GIVEN PROBLEM: Retype every line of the material below word for word, and leave the pictures out of your copy.

Point annotation records:
# # # # #
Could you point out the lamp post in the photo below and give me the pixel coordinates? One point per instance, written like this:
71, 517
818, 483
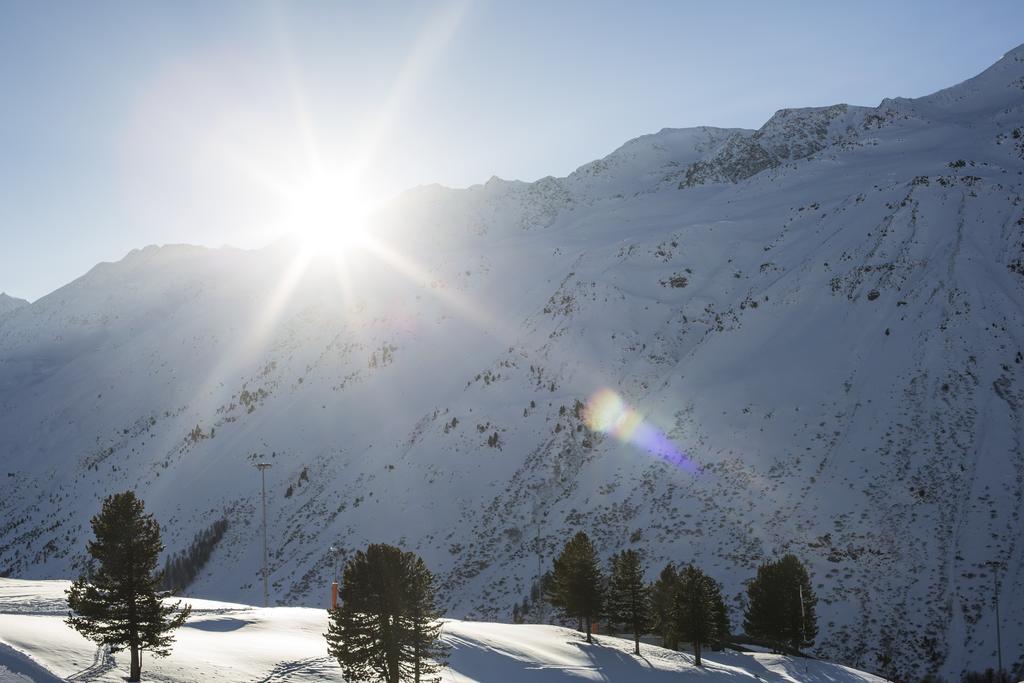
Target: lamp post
336, 553
262, 467
996, 565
# # # # #
SOLVED EXERCISE:
Could you point out the lamp post in the photo below and give me the pixel coordinates? One point per instance, written like this:
71, 517
818, 483
Target: lamp post
336, 553
262, 467
996, 565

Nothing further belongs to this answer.